TASK TO CARRY OUT
Every line that contains "blue" must be located and copied from the data.

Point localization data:
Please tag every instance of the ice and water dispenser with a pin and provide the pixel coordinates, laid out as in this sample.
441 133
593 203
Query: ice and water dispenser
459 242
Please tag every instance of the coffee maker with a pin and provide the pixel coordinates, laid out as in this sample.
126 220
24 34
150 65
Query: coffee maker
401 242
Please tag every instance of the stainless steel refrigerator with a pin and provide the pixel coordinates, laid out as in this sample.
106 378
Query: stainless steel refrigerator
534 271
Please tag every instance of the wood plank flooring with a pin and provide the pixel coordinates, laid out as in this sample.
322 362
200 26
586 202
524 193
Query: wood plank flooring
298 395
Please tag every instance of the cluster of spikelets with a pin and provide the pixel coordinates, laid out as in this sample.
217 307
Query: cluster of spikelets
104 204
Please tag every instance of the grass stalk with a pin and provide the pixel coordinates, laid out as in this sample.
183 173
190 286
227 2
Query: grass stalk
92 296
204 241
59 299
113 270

==

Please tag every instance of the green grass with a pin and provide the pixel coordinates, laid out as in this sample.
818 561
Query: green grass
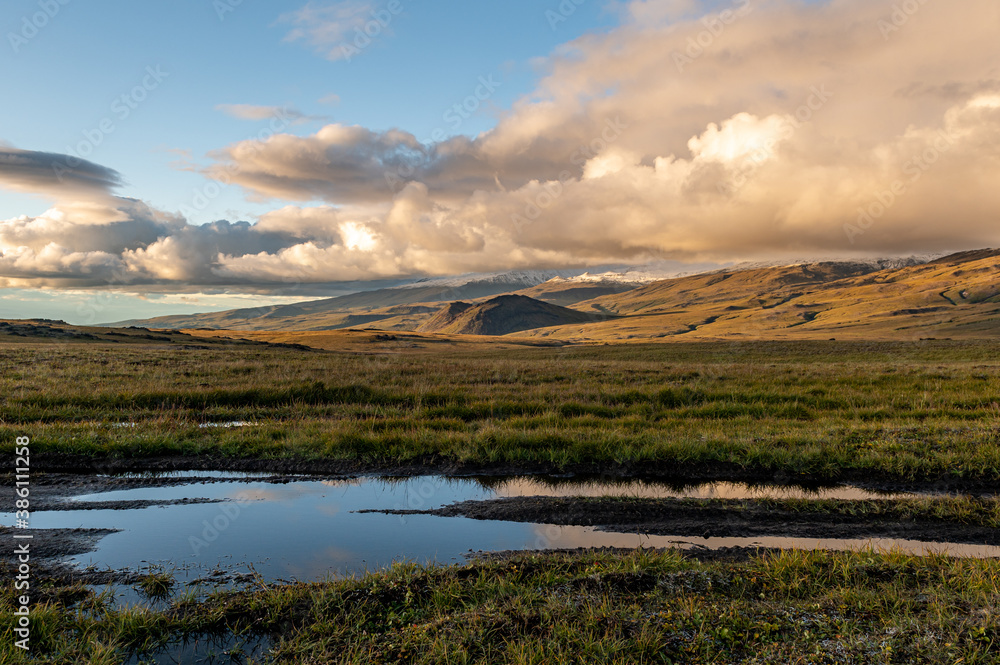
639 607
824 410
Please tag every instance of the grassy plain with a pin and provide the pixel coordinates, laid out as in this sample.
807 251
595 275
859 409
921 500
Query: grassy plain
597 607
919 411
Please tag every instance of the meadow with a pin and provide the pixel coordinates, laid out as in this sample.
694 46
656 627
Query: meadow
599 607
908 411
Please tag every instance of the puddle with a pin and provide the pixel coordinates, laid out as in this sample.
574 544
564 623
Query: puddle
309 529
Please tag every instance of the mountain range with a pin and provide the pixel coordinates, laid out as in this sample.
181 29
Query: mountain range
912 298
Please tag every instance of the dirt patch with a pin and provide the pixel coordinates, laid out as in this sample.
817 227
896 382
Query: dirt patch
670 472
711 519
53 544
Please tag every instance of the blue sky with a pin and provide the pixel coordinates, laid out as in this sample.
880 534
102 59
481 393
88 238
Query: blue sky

EXERCISE ANSWER
Please tag every instance of the blue sky with a pin and provide the pixel coordinates, laid out as in this sample.
Query: blue sky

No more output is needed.